Problem: Look through the records and copy each line with the string "leaf" in it.

##### Record set #####

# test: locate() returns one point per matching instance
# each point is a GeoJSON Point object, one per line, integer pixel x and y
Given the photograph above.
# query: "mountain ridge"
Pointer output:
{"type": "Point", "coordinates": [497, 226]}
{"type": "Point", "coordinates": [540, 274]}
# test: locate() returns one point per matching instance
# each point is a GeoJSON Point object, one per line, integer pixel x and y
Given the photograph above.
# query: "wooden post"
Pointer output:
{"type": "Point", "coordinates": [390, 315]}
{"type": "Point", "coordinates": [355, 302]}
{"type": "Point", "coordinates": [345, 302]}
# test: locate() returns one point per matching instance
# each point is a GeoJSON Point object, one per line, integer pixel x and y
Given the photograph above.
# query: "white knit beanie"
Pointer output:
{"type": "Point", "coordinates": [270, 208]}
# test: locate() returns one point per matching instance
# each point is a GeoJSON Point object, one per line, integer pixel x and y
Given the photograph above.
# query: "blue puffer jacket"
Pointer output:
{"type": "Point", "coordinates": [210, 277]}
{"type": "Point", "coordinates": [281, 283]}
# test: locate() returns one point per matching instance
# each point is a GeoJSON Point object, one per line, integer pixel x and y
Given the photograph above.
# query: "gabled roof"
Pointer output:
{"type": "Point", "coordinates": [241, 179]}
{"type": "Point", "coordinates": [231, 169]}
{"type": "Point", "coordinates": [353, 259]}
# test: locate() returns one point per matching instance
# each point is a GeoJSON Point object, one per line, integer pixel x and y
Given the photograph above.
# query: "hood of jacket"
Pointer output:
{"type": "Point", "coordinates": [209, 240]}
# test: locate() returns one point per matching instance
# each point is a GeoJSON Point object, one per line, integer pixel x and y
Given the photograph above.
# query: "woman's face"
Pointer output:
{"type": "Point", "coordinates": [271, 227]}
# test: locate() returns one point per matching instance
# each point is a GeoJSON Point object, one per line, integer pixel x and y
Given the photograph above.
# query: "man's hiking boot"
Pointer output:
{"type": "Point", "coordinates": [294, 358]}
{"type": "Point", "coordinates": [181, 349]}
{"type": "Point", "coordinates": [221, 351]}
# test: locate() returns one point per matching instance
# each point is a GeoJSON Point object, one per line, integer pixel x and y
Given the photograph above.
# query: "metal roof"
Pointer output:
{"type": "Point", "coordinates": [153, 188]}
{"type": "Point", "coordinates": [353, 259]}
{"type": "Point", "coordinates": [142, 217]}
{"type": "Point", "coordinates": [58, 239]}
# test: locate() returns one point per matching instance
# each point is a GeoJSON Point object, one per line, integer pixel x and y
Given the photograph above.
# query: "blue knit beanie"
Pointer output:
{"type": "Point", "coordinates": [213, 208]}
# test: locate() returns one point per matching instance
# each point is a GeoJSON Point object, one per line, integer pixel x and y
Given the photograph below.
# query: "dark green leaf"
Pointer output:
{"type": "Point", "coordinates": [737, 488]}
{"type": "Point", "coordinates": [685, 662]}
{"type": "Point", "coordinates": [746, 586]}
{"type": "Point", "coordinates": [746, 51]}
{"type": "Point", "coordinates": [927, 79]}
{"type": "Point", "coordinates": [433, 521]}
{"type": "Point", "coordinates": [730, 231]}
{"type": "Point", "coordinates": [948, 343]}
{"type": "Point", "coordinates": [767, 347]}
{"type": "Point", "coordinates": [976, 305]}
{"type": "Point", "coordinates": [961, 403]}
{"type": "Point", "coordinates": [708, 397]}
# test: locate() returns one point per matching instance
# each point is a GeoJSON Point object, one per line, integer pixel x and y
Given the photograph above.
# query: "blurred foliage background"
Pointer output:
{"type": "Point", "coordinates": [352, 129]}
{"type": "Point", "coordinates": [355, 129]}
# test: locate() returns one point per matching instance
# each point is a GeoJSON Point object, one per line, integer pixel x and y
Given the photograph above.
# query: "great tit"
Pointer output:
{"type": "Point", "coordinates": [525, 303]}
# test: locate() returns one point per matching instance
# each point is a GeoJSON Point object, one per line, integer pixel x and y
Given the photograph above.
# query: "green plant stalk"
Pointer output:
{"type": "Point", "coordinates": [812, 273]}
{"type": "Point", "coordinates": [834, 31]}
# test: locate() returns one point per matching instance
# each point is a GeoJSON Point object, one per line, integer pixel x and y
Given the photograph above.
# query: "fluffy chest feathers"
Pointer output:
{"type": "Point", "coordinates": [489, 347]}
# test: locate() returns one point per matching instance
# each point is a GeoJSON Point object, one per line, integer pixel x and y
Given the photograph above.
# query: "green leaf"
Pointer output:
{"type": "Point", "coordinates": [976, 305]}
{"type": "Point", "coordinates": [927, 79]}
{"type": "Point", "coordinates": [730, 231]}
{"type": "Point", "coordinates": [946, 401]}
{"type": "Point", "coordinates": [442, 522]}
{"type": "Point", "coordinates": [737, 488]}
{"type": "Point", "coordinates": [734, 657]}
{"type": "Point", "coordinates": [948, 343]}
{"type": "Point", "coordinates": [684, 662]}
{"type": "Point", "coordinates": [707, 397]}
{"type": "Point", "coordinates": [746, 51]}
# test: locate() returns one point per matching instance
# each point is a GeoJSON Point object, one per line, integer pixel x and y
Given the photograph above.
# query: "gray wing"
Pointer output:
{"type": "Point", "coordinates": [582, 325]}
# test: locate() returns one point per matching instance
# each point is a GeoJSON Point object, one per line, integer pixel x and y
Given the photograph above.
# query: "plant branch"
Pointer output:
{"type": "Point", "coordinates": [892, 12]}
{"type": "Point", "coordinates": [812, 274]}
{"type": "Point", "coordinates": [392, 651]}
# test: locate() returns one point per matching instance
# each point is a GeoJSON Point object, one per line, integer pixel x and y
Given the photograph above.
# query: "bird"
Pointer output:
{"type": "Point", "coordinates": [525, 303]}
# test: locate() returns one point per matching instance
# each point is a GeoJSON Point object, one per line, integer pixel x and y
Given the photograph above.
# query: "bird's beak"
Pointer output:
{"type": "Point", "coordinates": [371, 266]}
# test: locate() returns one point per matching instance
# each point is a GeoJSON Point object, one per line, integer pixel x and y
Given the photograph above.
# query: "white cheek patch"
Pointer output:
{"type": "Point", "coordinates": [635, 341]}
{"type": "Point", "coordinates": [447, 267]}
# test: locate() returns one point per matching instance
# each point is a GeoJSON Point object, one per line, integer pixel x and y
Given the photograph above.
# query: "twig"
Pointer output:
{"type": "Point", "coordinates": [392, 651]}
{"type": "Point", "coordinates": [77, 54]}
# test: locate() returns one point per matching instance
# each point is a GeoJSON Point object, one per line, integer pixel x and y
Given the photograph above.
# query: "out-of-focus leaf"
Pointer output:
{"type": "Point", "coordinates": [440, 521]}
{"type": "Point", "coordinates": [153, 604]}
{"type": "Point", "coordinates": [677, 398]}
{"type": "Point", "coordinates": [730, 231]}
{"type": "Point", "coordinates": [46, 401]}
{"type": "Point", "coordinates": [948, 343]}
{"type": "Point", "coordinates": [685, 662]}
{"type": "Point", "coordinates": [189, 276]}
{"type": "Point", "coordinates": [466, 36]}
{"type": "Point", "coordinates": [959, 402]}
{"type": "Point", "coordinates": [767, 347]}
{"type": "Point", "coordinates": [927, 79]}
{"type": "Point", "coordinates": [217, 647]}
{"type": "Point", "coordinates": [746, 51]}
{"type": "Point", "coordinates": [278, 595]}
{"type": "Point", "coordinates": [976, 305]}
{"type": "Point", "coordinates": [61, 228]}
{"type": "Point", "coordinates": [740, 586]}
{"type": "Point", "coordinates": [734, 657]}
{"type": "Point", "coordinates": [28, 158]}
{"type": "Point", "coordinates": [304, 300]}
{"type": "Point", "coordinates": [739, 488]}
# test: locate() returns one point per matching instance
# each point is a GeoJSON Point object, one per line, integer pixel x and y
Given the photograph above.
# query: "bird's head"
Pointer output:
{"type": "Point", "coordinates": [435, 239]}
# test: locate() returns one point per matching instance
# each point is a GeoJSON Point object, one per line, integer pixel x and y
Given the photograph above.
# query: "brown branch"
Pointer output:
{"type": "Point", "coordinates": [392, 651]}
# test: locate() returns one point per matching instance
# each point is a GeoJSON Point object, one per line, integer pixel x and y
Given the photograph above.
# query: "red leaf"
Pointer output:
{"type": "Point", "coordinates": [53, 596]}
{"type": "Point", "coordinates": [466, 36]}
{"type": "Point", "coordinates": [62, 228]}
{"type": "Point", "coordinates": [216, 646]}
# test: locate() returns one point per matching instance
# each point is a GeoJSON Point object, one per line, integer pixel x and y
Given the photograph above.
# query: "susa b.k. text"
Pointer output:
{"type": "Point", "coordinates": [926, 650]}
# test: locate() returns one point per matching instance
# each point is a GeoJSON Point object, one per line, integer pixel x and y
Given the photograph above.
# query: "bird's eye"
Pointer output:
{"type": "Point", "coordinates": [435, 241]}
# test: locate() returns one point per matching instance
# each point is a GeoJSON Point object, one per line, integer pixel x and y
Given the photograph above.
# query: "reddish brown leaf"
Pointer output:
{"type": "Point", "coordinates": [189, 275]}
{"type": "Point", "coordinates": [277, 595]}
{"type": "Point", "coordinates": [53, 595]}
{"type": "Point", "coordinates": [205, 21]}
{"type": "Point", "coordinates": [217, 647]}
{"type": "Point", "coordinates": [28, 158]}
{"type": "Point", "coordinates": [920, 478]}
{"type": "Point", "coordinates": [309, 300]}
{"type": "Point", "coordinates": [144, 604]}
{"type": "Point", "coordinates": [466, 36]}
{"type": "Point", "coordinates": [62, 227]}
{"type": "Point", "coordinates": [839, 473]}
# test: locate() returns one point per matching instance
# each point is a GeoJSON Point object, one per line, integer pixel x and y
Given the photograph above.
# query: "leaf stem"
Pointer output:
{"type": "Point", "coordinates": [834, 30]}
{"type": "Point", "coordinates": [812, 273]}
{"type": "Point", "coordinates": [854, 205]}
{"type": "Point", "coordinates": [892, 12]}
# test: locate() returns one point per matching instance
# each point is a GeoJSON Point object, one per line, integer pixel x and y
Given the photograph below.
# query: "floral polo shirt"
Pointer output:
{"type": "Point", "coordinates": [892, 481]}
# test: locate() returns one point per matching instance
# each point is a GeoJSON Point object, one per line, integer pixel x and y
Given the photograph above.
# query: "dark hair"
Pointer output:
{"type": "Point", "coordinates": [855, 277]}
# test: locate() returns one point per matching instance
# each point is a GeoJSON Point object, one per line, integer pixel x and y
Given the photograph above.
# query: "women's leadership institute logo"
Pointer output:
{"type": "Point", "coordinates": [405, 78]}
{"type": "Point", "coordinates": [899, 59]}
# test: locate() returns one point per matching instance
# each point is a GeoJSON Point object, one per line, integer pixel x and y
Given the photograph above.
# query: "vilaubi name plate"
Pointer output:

#####

Task response:
# query: "dark green leaf"
# query: "green leaf"
# query: "out-of-focus leaf"
# query: "red leaf"
# query: "reddish brown leaf"
# query: "leaf stem"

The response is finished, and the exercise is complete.